● TAREFAS
1 – Cite o trecho sobre vacinas contra a covid-19 para crianças, entre "Quando uma vacina" e "depois de 2021.", inclusive.
2 – Segundo o trecho, por que especialistas dizem que pode levar meses até que crianças e adolescentes sejam vacinados?

Quando uma vacina segura e eficaz contra a covid-19
estiver disponível à população, é provável que apenas os adultos sejam
imunizados primeiro. As crianças, grupo de menor risco para o novo coronavírus,
entraram há pouco tempo em testes clínicos pontuais – dos quatro autorizados
pela Agência Nacional de Vigilância Sanitária (Anvisa), apenas um engloba
pessoas a partir de 16 anos. Por isso, especialistas ouvidos pelo Estadão afirmam
que poderá levar meses para que crianças e adolescentes sejam vacinados. Há
quem diga que o imunizante para eles possa chegar somente depois de 2021.
No Brasil, entre os testes clínicos autorizados,
o que engloba participantes mais jovens é o produzido pela Pfizer com a
BioNTech, que vai avaliar o produto em adolescentes a partir dos 16 anos e
adultos. Já a vacina da Universidade de Oxford e da AstraZeneca incluiu idosos
e crianças de 5 a 12 anos nos testes de fase 2 apenas no Reino Unido. Aqui, a
farmacêutica informou que “a prioridade atual é reunir evidências sobre o
potencial da vacina para proteger as populações mais vulneráveis a resultados graves”.
“A inscrição de crianças começará assim que
dados suficientes forem reunidos em adultos, indicando que a AZD1222 tem
potencial para ser segurae protetora em crianças”, disse a empresa. O
mesmo caminho vai seguir o Instituto Butantã, que tem feito testes no País de
um imunizante da chinesa Sinovac. O centro de pesquisa brasileiro vai aguardar
os resultados de estudos clínicos em 552 voluntários saudáveis com idade entre
3 e 17 anos na China, que devem começar este mês. Só depois será definido se e
como as crianças serão incluídas aqui.

● LINHAS DE DADOS

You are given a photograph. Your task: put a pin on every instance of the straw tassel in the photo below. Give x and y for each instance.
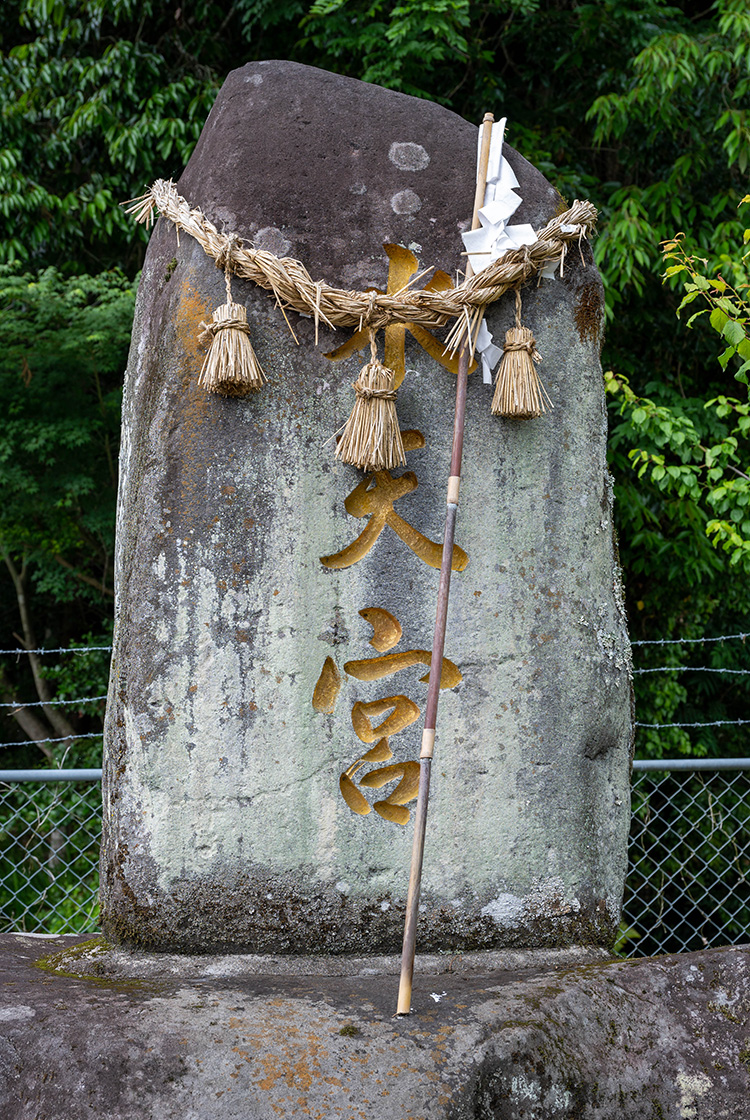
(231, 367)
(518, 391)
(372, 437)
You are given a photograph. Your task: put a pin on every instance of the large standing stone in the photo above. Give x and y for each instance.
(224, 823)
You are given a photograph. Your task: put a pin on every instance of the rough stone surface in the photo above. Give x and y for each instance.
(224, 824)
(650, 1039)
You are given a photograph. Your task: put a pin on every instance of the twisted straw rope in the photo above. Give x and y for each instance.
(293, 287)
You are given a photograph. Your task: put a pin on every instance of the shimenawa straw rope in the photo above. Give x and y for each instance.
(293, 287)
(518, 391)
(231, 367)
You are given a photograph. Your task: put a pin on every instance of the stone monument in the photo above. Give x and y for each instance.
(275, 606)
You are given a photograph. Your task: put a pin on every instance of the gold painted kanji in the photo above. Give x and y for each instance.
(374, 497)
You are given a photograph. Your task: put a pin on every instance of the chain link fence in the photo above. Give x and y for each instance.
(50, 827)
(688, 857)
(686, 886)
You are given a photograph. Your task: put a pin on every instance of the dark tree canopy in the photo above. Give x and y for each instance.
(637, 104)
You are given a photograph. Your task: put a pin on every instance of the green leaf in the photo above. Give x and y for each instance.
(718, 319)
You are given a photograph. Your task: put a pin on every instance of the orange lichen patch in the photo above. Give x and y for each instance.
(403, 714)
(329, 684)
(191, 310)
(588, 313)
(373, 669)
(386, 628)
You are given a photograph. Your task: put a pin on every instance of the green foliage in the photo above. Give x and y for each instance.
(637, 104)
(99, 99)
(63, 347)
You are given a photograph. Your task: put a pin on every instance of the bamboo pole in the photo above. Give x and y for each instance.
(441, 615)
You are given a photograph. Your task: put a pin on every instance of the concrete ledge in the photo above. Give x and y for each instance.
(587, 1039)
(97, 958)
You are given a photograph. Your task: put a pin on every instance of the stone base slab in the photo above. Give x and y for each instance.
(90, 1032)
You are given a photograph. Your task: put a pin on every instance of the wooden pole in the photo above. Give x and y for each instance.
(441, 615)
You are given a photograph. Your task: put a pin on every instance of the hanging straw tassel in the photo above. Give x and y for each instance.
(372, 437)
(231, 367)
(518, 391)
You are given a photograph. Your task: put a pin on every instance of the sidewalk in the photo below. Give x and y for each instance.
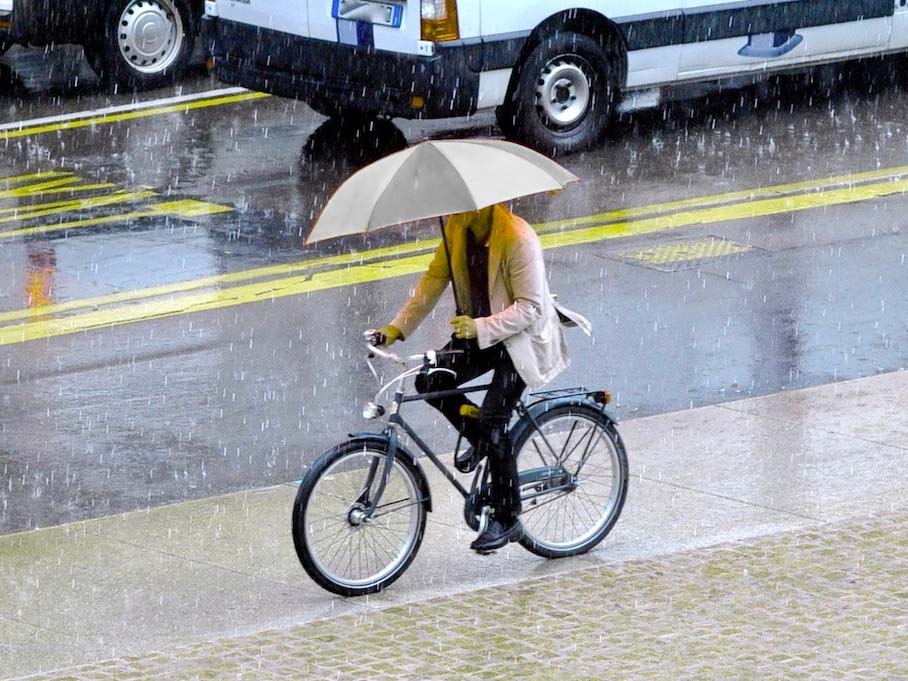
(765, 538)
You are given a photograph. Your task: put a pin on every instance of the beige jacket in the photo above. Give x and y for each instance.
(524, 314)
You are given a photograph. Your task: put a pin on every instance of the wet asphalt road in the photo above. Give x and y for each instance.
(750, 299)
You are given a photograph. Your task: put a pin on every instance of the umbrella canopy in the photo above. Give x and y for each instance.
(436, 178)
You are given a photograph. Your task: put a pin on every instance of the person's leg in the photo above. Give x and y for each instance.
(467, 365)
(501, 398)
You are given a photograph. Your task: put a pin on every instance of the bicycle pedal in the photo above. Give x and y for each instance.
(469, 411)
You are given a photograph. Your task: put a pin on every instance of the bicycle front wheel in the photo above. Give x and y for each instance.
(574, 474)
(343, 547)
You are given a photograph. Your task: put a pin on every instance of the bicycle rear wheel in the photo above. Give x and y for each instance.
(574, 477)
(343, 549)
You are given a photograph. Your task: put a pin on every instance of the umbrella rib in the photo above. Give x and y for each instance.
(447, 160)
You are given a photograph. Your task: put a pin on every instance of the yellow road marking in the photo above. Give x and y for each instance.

● RESPOSTAS
1 –
Quando uma vacina segura e eficaz contra a covid-19
estiver disponível à população, é provável que apenas os adultos sejam
imunizados primeiro. As crianças, grupo de menor risco para o novo coronavírus,
entraram há pouco tempo em testes clínicos pontuais – dos quatro autorizados
pela Agência Nacional de Vigilância Sanitária (Anvisa), apenas um engloba
pessoas a partir de 16 anos. Por isso, especialistas ouvidos pelo Estadão afirmam
que poderá levar meses para que crianças e adolescentes sejam vacinados. Há
quem diga que o imunizante para eles possa chegar somente depois de 2021.

2 – As crianças entraram há pouco tempo em testes clínicos pontuais. Além disso, dos quatro testes autorizados pela Anvisa, apenas um engloba pessoas a partir de 16 anos.